### GIVEN EXERCISE
Output the full listing below exactly, without the pictures.

-- INPUT ROWS start --

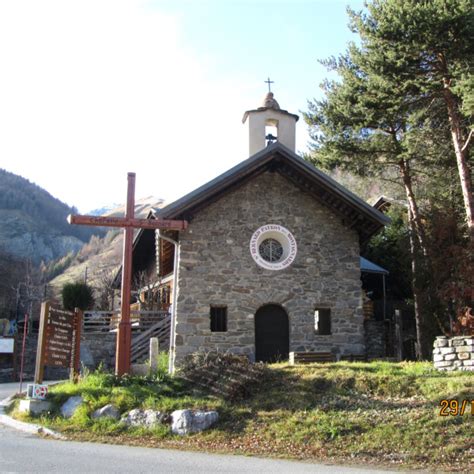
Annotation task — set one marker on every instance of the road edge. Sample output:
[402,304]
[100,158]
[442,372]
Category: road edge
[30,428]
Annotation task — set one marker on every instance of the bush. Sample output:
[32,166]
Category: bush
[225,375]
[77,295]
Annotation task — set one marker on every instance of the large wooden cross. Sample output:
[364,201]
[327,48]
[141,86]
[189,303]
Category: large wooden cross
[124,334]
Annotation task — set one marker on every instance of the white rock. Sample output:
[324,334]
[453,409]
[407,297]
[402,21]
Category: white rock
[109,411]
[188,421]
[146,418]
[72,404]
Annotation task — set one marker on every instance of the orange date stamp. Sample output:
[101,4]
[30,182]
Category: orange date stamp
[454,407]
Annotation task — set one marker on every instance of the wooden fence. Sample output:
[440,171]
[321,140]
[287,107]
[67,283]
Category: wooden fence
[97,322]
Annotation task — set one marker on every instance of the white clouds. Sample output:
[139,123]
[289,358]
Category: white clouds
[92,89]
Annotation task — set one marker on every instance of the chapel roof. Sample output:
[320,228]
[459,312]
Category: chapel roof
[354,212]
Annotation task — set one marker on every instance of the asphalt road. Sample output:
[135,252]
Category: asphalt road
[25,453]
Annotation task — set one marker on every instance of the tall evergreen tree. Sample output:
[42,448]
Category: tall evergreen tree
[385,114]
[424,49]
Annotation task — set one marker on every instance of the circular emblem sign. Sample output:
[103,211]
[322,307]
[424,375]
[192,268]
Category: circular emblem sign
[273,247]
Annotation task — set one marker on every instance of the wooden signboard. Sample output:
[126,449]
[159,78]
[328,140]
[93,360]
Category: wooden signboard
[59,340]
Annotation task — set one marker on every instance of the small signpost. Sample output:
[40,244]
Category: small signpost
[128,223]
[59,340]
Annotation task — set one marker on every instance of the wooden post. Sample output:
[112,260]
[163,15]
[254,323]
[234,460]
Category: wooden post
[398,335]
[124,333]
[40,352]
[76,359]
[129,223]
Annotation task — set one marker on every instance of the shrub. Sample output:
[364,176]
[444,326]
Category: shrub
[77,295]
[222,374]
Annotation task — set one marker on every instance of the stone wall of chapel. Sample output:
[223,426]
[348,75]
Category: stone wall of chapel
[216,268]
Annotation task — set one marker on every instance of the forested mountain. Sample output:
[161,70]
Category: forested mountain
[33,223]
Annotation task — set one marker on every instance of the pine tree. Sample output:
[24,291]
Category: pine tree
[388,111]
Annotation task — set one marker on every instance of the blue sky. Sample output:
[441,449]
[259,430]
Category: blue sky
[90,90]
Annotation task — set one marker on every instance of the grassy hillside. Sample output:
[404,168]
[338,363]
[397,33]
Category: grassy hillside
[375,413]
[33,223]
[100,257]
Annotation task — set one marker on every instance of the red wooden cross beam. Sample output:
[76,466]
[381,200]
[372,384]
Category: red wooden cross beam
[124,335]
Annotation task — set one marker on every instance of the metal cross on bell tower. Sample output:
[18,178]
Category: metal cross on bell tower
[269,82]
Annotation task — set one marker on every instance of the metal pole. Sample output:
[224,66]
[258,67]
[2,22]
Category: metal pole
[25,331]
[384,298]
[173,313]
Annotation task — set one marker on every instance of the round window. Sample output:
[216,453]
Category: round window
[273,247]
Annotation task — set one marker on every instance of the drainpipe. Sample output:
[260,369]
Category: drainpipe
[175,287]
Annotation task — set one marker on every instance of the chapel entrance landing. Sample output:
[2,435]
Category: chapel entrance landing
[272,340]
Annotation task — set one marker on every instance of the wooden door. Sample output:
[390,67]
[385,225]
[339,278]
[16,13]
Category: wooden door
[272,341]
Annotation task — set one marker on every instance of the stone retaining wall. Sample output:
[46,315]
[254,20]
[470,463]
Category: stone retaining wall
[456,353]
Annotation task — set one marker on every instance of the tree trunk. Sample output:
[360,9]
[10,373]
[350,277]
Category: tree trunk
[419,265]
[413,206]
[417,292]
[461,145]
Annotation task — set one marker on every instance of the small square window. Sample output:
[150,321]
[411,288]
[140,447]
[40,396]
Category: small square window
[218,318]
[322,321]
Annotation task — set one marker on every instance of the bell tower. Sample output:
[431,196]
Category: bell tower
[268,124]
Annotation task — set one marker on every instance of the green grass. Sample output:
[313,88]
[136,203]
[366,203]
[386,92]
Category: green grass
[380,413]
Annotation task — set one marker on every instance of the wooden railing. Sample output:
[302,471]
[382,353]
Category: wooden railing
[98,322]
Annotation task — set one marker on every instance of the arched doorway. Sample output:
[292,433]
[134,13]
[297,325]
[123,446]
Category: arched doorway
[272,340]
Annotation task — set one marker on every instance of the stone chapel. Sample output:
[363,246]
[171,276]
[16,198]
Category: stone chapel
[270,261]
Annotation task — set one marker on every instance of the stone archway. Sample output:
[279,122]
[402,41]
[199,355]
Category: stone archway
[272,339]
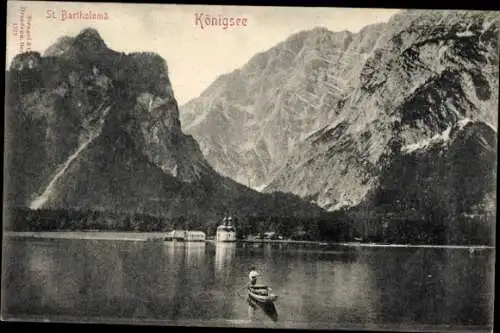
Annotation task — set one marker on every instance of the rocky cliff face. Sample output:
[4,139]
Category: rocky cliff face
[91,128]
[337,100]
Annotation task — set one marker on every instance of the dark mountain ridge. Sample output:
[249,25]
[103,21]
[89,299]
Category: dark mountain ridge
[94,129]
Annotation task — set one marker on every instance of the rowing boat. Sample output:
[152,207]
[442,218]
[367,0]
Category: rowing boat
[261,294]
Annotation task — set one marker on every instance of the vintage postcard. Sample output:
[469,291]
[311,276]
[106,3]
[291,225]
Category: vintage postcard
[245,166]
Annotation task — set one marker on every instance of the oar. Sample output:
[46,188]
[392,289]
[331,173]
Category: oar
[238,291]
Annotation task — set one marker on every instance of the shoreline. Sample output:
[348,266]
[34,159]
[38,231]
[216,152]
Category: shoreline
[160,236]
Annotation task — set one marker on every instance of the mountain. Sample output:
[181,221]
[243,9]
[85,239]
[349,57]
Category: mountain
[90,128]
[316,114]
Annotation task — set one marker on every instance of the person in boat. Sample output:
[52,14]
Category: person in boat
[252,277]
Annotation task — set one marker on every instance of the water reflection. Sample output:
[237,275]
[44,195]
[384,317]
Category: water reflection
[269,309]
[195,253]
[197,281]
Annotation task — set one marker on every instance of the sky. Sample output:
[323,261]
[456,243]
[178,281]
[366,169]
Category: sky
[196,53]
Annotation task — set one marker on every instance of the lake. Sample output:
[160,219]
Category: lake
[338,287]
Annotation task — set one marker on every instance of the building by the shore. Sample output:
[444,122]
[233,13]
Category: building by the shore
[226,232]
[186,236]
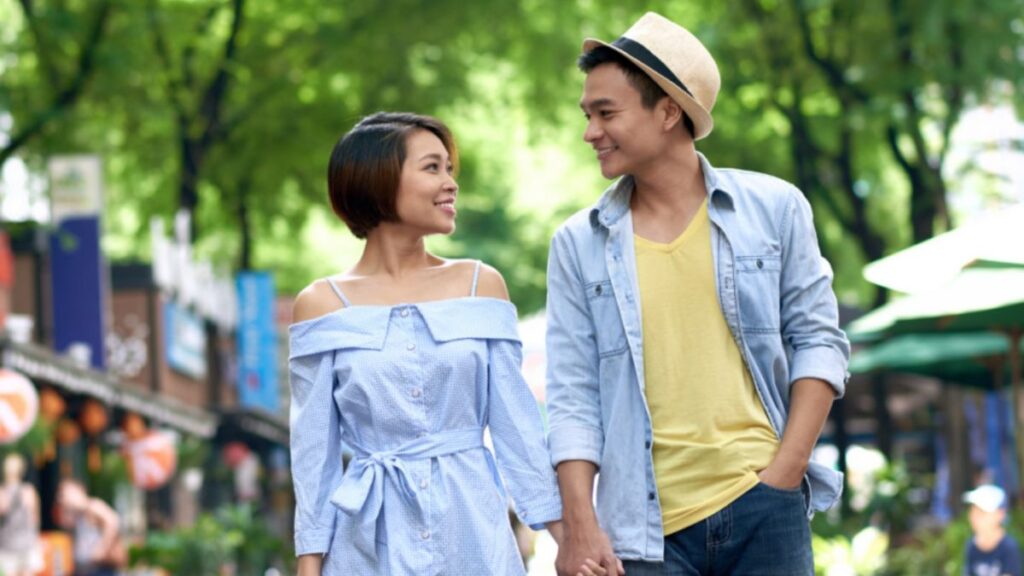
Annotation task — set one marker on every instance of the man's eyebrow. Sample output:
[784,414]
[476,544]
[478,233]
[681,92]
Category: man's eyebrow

-- INPUT ROWS end --

### REPLY TO THE TASK
Annotation task — set one marker on every instance of the road edge. Sample output:
[402,304]
[100,158]
[442,372]
Category: road edge
[30,428]
Annotation task — set one marker on every instance of the bush. Sample output:
[32,166]
Category: bush
[225,375]
[77,295]
Annotation task — set one marker on every instance of the large wooden cross. Sample output:
[364,201]
[327,48]
[141,86]
[189,303]
Category: large wooden cross
[124,334]
Annotation task — set one marker on every instance of the white rock. Sample output:
[324,334]
[453,409]
[407,297]
[402,21]
Category: white rock
[109,411]
[188,421]
[146,418]
[72,404]
Annotation task — set one marker on every instance of the orange date stamp. Sample output:
[101,4]
[30,182]
Category: orange date stamp
[454,407]
Annotation task — set one marker on every instance of the wooden fence. Sample output:
[440,171]
[321,140]
[287,107]
[67,283]
Category: wooden fence
[97,322]
Annotation task — set one marker on every instance of the white clouds. Sample output:
[139,123]
[289,358]
Category: white clouds
[92,89]
Annotation task — set one marker on every instance of the chapel roof. Sample output:
[320,228]
[459,312]
Category: chapel roof
[354,212]
Annotation task — set one marker on every instance of the asphalt road. Sample output:
[135,252]
Category: asphalt road
[25,453]
Annotation task — set one marker on every instance of the tall evergreen tree. Sample output:
[42,448]
Category: tall evergreen tree
[385,114]
[424,49]
Annotation task — set one marker on every instance of the circular emblem sign. Sample output:
[103,211]
[322,307]
[424,375]
[192,268]
Category: circular emblem sign
[273,247]
Annotation task — set one marker on every instance of the wooden signboard. Sample output:
[126,449]
[159,78]
[328,140]
[93,360]
Category: wooden signboard
[59,340]
Annotation task — set one marker on every instance of the small signpost. Sample output:
[40,244]
Category: small signpost
[128,223]
[59,340]
Annotation task — set one marker on every instance of the wooden post. Sample output:
[112,260]
[163,15]
[254,323]
[234,460]
Category: wooden post
[398,335]
[124,333]
[40,352]
[76,359]
[129,223]
Annotation task — set one marker on every instance of the shrub. Sample output:
[364,176]
[444,326]
Category: shrub
[77,295]
[222,374]
Annotation task — set one marker on every instance of the stone wall of chapel. Sample output:
[223,426]
[348,75]
Category: stone wall of chapel
[216,268]
Annotation task — set one marker on every instance of the forested mountain. Sample output:
[161,70]
Category: forested mountain
[33,223]
Annotation task — set one marker on every instance of the pine tree. Sample output:
[24,291]
Category: pine tree
[388,111]
Annotation task — set one marker on every instance of the blue sky. Sample output:
[441,449]
[259,430]
Category: blue sky
[90,90]
Annotation task — set one marker on every instance of the grassy hillside. Sample output:
[404,168]
[338,363]
[397,33]
Category: grassy hillside
[375,413]
[33,223]
[100,257]
Annotation task — set one marker on every instance of the red wooden cross beam. Sample output:
[76,466]
[381,200]
[372,384]
Category: red wooden cross beam
[124,335]
Annotation task — set one marker on every instance of the metal cross on bell tower. Sample output:
[18,178]
Category: metal cross on bell tower
[269,82]
Annotation task — set one marker on every instance of the metal pole. Sample output:
[224,66]
[258,67]
[2,22]
Category: metal pole
[25,331]
[384,298]
[173,313]
Annotation task — set one marker on every instance of the round window. Sample output:
[216,453]
Category: round window
[273,247]
Annotation task — set one marker on every instance of the drainpipe. Sample output:
[260,369]
Category: drainpipe
[175,287]
Annotation task — set one marker on every instance of the chapel entrance landing. Sample output:
[2,435]
Category: chapel entrance landing
[272,340]
Annotation task — set one marker on every instance of the wooden door. Sample output:
[390,67]
[385,225]
[339,278]
[16,13]
Category: wooden door
[272,341]
Annotation task — set one marker on every instance of the stone retaining wall. Sample output:
[46,315]
[254,20]
[470,463]
Category: stone retaining wall
[456,353]
Annotation task — set one marker on every instance of the tree trunk. Sample output:
[360,9]
[10,373]
[350,277]
Category: tree trunk
[419,265]
[413,206]
[417,292]
[461,145]
Annotation task — set one marker on every instance of the small square window. Sample output:
[150,321]
[411,288]
[140,447]
[40,396]
Category: small square window
[218,318]
[322,321]
Annotation task — set one marker on every instance of the bell tower. Sample output:
[431,196]
Category: bell tower
[268,124]
Annotation task — set one marker on every instance of the green grass. Sample output:
[313,88]
[136,203]
[366,203]
[386,92]
Category: green grass
[380,413]
Annotation task — set one marker on every instance of the wooden railing. Sample output:
[302,471]
[382,353]
Category: wooden railing
[98,322]
Annotation task — set one marker on every instance of the arched doorway. Sample output:
[292,433]
[134,13]
[297,325]
[123,446]
Category: arched doorway
[272,340]
Annotation task — set one marker on every instance of the stone chapel. Sample output:
[363,246]
[171,276]
[16,198]
Category: stone chapel
[270,261]
Annotation task — set one marker on every instance of the stone archway. Sample output:
[279,122]
[402,41]
[199,355]
Category: stone archway
[272,339]
Annotation task — set one marker on every instance of the rocky cliff face. Sample output:
[4,139]
Category: rocky cliff face
[91,128]
[337,100]
Annotation task — set one marker on every instance of the dark mountain ridge. Sample output:
[249,25]
[103,21]
[89,299]
Category: dark mountain ridge
[94,129]
Annotation task — set one marker on every instance of the rowing boat. Sample output:
[152,207]
[442,218]
[367,0]
Category: rowing boat
[261,294]
Annotation task — set one marker on every instance of the vintage postcard. Sample output:
[469,291]
[311,276]
[106,3]
[291,225]
Category: vintage postcard
[245,166]
Annotation task — set one marker on every instance of the oar. Sample output:
[46,188]
[392,289]
[331,173]
Category: oar
[238,291]
Annotation task — set one marker on every instance of the shoreline. Sample output:
[348,266]
[34,159]
[38,231]
[216,152]
Category: shoreline
[160,236]
Annotation task — set one marker on every instance of the mountain. Sample output:
[181,221]
[243,9]
[85,239]
[349,57]
Category: mountain
[90,128]
[316,114]
Annotation task — set one marker on every instance of the person in boat. Sample output:
[52,14]
Category: person in boat
[252,277]
Annotation task — set one marker on every instance of the water reflection. Sample output:
[237,275]
[44,195]
[384,317]
Category: water reflection
[269,309]
[195,253]
[197,281]
Annotation task — set one marker on every instance of the sky. Sample output:
[323,261]
[456,243]
[178,281]
[366,169]
Category: sky
[196,53]
Annotation task — set one marker on every instance of the lake. Sample output:
[160,219]
Category: lake
[338,287]
Annotation task — set one marker on every instance of the building by the shore. Sample output:
[444,122]
[233,13]
Category: building by the shore
[226,232]
[186,236]
Annotation task — set one marker on every instance of the man's eyebrow. Sample output:
[784,414]
[476,544]
[478,233]
[681,92]
Category: man's eyebrow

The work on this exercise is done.